So in February this year I launched a Kickstarter campaign for a game called Solar Dominion Fleet Combat, as part of a promotion they were doing called Make 100. Given that Kickstarter has been around for over a decade now, and has been the primary mechanism for funding small press board games that there would be some pretty solid standard advice for how to run a kickstarter campaign.
Ahahahaha nope.
Almost everything about Kickstarter’s creative tools are terrible. Their editor that they use for your “story” randomly adds and removes whitespace and merely mentioning it gives many creators PTSD. Image uploads fail randomly. The video editor has subtitles, but changing the video deletes any you’ve added.
The whole process is really poorly documented too. You hand them a load of information but there’s no guides or documentation I could find explaining how or when things would happen. It’s a giant black box asking vague questions and threatening to block access to one of the main sources of funds in the modern creative world.
No-one can agree on anything about how to set up your project. Everyone agrees you need a video, but no-one can agree on the length. Should you launch on a Monday? Friday? Last day of the month? 28 days or 31 days? Are short campaigns worth it or will they kill your project.
All projects have to go through review, but many get waved through by ~*~algorithms~*~. Kickstarter have a ton of rules about what you can and can’t do with CGI renderings and sometimes it feels like I’m the only person at all concerned about them because no-one is following any of them. They are also stupid rules. Did you know you can’t show mockups of packaging? You can’t show CG videos of product features that don’t exist yet but their example is of a drawing compass being used to draw a circle. HOW DO YOU MAKE A COMPASS THAT CAN’T BE USED TO DRAW A CIRCLE.
Did you know you can’t schedule the launch of your Kickstarter? You’ve got to press the button at the right time, manually. Hope you don’t oversleep!
There’s a million and one weird magic edge cases. Marking a pledge as having rewards that will ship means they automatically add a shipping address field to your backer survey that you can’t remove. You can’t test the backer survey before it goes out, and you can’t change it once you’ve sent it out.

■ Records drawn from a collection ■
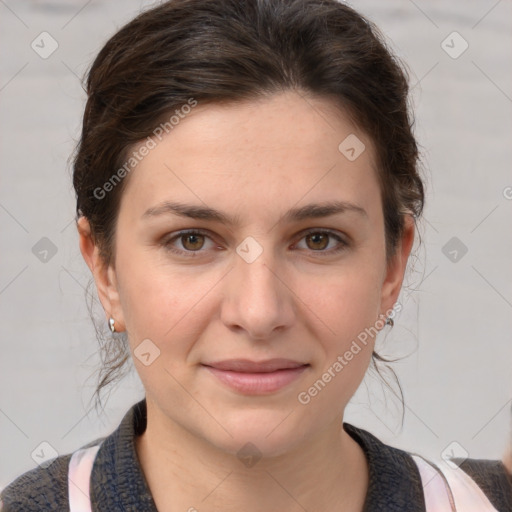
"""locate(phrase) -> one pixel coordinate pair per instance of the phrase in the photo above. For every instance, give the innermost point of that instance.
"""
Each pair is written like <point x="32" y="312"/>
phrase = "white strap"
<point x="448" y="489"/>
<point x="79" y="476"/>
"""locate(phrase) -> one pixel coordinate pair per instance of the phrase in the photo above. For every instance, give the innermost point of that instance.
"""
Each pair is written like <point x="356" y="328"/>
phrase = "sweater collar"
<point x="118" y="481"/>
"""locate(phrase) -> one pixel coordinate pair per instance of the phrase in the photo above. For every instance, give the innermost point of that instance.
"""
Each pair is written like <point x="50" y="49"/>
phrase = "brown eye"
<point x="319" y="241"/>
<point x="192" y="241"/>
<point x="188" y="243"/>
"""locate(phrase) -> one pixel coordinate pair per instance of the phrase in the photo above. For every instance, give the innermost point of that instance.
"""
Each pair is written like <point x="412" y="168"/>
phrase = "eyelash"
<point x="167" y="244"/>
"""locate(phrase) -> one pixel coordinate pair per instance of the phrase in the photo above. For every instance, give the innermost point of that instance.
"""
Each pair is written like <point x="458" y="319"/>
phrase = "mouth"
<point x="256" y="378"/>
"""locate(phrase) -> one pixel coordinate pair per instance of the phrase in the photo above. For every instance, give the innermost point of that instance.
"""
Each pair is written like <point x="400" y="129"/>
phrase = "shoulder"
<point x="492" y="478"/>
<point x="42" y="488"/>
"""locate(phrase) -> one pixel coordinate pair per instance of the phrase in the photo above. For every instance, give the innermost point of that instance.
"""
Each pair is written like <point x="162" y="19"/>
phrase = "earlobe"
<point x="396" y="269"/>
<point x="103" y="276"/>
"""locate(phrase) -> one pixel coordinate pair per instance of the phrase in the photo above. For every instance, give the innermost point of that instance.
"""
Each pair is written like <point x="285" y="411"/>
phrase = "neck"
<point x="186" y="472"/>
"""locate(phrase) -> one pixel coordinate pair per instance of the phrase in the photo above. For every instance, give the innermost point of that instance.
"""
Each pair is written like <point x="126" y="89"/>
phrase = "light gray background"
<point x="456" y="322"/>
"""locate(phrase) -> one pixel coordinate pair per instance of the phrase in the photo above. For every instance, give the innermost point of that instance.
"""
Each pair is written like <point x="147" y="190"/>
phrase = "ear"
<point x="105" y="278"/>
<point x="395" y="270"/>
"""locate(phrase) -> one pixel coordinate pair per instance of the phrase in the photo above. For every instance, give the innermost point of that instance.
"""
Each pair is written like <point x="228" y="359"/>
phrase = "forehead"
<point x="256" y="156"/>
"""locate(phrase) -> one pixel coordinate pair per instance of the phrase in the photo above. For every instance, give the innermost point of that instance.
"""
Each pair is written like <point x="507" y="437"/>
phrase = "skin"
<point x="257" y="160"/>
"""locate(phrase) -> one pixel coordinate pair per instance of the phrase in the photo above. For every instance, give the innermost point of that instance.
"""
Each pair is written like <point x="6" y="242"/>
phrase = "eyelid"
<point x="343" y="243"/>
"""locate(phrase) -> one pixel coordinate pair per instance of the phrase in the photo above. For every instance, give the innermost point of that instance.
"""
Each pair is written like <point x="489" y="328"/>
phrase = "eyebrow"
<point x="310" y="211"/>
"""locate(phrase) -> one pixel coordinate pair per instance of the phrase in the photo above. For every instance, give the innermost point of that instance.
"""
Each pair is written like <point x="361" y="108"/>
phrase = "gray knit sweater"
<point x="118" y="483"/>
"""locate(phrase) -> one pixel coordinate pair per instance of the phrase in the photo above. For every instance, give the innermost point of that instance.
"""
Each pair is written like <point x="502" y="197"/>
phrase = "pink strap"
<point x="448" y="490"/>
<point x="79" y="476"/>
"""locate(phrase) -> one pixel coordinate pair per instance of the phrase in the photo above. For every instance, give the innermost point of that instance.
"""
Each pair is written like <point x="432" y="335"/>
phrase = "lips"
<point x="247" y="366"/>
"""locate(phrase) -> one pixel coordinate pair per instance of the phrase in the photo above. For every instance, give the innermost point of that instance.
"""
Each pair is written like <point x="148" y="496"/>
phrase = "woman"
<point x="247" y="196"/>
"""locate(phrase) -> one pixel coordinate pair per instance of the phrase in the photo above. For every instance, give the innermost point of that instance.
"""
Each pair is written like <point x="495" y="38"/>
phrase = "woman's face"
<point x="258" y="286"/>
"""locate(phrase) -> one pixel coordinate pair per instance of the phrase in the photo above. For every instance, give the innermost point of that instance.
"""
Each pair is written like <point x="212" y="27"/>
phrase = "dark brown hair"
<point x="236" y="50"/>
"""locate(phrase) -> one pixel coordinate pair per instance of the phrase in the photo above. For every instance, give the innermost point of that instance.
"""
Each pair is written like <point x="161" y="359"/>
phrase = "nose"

■ DIRECTIVES ■
a: Retype a passage of the Kickstarter post word for word, beginning at the words "All projects have" and stopping after "you don’t oversleep!".
b: Do these statements agree with the Kickstarter post? Answer yes or no for each, and quote the words from the post that decide it. (i) A Kickstarter launch can be scheduled in advance. (ii) Everyone agrees that a project needs a video. (iii) The backer survey can be changed after it has been sent.
These records come from a separate source.

■ ANSWER SET ■
a:
All projects have to go through review, but many get waved through by ~*~algorithms~*~. Kickstarter have a ton of rules about what you can and can’t do with CGI renderings and sometimes it feels like I’m the only person at all concerned about them because no-one is following any of them. They are also stupid rules. Did you know you can’t show mockups of packaging? You can’t show CG videos of product features that don’t exist yet but their example is of a drawing compass being used to draw a circle. HOW DO YOU MAKE A COMPASS THAT CAN’T BE USED TO DRAW A CIRCLE.
Did you know you can’t schedule the launch of your Kickstarter? You’ve got to press the button at the right time, manually. Hope you don’t oversleep!

b:
(i) No: "Did you know you can’t schedule the launch of your Kickstarter?"
(ii) Yes: "Everyone agrees you need a video"
(iii) No: "you can’t change it once you’ve sent it out."